§ PETIKAN TEKS
▼
Papua, SNI Papua – Putra dari tokoh dan pejuang Penentuan Pendapat Rakyat (Pepera) 1969, Yanto Khomlay Eluay bercerita bagaimana orangtuanya menanamkan jiwa nasionalisme dan cinta kepada Negara Kesatuan Republik Indonesia.
Hal itu diungkapkan Yanto Eluay dalam Podcast Kebangsaan Lanud Silas Papare yang berjudul “Dialog Kebangsaan Dengan Yanto Eulay: Ayahku Pejuang Pepera dan Mendidikku Cinta Tanah NKRI” dan dipandu langsung Komandan Lanud Silas Papare, Marsma TNI Budhi Achmadi, yang ditayangkan Minggu (27/12).
Menurut Yanto, orangtuanya sudah menamankan Pancasila dan NKRI sejak kecil kepada anak-anaknya. Di ruang tamu rumahnya pun dipajang foto Proklamator RI, Soekarno atau Bung Karno. Tak hanya itu, buku-buku yang kerap dibaca ayahnya juga banyak yang ditulis the founding father itu.
“Dengan foto yang dipajang orangtua ini kan berpengaruh ke kita. Sampai saat ini seperti itu,” ujarnya.
Kecintaan Yanto kepada Indonesia saat ini diwujudkannya dengan mendirikan organisasi Presidium Putra-Putri Pejuang Pepera (P5), dimana dia menjabat sebagai ketua umum.
▲
§ CUPLIKAN DATA
▼
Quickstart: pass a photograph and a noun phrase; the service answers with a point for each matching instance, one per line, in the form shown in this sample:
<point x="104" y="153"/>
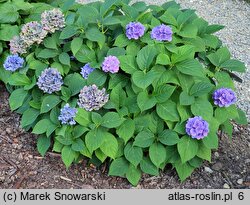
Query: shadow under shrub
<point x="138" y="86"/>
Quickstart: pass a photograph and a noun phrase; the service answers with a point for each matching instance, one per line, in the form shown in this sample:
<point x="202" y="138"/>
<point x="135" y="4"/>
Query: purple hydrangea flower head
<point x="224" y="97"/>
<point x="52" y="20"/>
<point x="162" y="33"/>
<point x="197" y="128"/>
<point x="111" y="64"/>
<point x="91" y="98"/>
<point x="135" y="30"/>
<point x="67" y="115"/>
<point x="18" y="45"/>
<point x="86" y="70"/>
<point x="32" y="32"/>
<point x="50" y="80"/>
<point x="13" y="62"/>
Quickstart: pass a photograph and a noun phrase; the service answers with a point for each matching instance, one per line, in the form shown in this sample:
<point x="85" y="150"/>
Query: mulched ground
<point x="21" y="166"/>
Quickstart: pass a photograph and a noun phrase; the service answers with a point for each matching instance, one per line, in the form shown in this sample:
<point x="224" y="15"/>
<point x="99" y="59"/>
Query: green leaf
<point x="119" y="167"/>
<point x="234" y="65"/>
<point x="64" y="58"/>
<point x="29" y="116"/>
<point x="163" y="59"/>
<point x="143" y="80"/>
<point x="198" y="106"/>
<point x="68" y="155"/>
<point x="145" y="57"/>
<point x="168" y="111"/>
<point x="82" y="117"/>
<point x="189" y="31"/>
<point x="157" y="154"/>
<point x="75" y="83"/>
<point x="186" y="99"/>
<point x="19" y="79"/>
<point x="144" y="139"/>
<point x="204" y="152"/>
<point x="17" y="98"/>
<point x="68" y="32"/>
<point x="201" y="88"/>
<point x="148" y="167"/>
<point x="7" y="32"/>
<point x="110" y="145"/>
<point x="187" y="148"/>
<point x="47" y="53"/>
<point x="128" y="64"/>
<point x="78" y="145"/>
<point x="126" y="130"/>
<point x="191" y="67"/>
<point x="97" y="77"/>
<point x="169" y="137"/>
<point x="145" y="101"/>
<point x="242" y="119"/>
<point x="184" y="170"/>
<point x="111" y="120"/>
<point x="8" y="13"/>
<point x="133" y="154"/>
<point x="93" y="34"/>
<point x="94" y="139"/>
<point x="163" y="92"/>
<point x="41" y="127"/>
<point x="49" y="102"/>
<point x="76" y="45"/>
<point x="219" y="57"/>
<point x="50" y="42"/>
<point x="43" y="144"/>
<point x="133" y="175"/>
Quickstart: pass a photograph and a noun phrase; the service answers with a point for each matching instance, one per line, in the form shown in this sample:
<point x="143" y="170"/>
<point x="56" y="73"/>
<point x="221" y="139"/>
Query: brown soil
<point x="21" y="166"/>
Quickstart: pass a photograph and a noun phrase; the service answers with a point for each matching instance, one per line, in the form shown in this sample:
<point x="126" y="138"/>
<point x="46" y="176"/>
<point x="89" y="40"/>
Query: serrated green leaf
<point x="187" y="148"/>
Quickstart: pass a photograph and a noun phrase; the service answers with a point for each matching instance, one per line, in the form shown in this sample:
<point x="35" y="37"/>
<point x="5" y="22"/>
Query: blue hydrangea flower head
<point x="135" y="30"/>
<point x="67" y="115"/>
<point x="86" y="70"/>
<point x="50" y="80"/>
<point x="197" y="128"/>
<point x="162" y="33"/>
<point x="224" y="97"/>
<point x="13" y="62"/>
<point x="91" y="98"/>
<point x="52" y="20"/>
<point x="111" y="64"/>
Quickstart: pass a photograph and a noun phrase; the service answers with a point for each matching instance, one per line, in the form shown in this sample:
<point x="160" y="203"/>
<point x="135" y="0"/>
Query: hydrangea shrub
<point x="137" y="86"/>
▲
▼
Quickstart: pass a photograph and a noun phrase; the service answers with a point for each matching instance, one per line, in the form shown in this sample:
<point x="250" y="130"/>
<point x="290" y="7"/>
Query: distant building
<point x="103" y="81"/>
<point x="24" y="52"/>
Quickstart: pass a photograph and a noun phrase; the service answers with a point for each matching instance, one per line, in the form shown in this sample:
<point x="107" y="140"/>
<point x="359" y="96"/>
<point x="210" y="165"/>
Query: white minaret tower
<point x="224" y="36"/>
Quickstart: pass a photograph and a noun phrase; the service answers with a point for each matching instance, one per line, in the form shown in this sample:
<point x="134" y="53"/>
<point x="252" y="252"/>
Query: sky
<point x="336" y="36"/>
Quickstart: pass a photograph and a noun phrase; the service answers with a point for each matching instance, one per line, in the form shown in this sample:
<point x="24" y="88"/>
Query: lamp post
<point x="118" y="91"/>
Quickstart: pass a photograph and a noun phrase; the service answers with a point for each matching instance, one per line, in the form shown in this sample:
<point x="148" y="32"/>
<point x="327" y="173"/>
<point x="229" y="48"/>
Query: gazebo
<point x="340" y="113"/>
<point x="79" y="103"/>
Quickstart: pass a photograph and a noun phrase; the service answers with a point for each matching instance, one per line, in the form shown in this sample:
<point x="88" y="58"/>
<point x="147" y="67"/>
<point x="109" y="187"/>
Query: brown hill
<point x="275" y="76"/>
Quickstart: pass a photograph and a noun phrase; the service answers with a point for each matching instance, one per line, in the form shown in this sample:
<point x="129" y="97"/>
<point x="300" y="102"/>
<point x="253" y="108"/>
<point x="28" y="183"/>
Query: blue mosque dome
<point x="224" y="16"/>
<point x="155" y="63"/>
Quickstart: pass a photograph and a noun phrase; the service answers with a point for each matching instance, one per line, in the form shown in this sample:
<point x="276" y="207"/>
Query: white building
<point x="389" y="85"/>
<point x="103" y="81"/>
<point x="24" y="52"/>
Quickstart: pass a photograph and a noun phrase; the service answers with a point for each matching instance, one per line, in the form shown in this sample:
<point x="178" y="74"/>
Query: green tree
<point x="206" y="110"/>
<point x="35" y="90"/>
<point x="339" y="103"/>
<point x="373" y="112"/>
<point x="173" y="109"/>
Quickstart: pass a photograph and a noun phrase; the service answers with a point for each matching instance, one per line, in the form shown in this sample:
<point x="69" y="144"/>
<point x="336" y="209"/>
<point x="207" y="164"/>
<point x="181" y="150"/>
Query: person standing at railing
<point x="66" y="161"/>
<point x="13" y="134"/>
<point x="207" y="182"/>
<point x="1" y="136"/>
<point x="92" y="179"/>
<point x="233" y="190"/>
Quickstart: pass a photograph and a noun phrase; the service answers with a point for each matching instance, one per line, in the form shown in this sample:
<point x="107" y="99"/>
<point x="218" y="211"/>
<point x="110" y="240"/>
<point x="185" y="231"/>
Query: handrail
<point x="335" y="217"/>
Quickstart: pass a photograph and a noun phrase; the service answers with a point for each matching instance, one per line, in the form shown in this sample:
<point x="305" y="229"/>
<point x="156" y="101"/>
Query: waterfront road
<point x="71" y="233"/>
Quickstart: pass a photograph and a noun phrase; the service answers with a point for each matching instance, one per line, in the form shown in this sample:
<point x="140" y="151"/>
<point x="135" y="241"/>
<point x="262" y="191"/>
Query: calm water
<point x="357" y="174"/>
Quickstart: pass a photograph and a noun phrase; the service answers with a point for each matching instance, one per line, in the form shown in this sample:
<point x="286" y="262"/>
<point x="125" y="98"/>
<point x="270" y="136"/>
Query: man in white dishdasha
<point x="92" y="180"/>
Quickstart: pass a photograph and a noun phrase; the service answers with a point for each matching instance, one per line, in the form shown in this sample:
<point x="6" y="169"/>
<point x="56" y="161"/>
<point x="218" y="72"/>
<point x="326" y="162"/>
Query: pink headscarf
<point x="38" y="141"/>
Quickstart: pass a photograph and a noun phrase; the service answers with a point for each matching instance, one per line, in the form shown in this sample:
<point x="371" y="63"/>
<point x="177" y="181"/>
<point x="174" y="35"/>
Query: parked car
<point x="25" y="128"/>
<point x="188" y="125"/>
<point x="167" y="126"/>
▲
▼
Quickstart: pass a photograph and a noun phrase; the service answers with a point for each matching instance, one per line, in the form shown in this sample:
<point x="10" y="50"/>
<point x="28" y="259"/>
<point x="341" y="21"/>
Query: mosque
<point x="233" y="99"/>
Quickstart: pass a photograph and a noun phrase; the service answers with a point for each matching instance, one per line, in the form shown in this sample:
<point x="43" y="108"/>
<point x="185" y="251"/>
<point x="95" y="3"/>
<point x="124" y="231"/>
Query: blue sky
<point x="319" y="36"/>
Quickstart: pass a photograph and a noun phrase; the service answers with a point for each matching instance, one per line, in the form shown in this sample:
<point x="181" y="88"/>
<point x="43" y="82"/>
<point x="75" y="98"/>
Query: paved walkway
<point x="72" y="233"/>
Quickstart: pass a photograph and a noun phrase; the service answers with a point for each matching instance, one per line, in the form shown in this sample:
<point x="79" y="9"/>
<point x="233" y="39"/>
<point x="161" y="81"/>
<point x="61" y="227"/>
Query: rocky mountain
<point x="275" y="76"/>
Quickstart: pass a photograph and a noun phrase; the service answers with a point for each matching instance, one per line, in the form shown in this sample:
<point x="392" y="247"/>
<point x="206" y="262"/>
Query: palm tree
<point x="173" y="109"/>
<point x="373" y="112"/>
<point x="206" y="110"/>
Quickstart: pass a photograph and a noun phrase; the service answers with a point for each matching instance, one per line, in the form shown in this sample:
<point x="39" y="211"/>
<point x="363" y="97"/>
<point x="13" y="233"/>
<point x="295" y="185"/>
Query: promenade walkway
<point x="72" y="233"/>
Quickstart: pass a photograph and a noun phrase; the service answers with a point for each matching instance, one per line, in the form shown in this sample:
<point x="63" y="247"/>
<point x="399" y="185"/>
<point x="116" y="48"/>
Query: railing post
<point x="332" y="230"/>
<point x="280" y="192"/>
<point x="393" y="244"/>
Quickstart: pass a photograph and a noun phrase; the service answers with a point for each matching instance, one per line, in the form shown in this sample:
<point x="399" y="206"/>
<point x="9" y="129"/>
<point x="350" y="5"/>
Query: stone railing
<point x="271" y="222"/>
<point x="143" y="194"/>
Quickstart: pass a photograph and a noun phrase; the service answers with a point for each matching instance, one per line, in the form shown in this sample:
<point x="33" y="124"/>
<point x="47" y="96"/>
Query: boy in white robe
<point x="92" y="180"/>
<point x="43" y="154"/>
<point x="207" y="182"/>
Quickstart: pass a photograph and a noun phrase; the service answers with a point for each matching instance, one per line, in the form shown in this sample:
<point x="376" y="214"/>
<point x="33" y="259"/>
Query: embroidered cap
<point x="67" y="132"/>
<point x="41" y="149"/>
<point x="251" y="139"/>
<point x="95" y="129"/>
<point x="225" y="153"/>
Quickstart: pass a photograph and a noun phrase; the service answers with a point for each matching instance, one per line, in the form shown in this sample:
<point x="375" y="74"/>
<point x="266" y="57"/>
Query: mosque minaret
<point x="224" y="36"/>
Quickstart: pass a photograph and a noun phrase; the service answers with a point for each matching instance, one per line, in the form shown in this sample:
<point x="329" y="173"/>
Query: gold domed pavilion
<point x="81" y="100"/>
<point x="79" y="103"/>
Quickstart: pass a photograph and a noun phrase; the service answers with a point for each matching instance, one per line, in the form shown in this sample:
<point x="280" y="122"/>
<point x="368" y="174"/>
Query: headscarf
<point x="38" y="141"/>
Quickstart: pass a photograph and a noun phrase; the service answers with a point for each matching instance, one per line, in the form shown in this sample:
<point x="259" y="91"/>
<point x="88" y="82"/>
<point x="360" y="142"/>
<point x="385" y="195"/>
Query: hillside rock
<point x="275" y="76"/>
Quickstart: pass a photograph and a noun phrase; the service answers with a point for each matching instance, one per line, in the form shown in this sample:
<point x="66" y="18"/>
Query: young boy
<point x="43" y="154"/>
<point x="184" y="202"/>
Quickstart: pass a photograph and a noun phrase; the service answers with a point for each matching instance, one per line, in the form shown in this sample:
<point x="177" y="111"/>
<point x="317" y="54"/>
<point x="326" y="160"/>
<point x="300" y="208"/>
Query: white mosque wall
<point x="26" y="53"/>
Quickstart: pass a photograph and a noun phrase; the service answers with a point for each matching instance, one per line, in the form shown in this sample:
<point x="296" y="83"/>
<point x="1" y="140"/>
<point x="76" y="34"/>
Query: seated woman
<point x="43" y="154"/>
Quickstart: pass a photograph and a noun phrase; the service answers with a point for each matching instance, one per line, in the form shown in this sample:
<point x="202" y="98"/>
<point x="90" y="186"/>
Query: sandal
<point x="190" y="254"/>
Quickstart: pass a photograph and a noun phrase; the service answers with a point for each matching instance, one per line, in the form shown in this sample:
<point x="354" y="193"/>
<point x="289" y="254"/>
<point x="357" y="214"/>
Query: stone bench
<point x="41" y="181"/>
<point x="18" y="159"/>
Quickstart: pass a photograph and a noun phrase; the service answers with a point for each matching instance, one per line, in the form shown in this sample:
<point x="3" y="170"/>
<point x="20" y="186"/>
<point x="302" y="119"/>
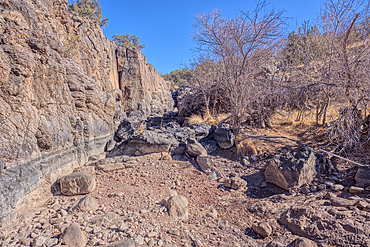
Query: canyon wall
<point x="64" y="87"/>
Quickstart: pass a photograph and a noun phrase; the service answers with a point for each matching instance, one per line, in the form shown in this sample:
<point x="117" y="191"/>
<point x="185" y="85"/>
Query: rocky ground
▲
§ URAIAN TUGAS
Salin tanpa perubahan bagian berita tentang Yanto Eluay, mulai dari "Hal itu diungkapkan" dan berakhir pada "ditayangkan Minggu (27/12).".

§ PENYELESAIAN SOAL
Hal itu diungkapkan Yanto Eluay dalam Podcast Kebangsaan Lanud Silas Papare yang berjudul “Dialog Kebangsaan Dengan Yanto Eulay: Ayahku Pejuang Pepera dan Mendidikku Cinta Tanah NKRI” dan dipandu langsung Komandan Lanud Silas Papare, Marsma TNI Budhi Achmadi, yang ditayangkan Minggu (27/12).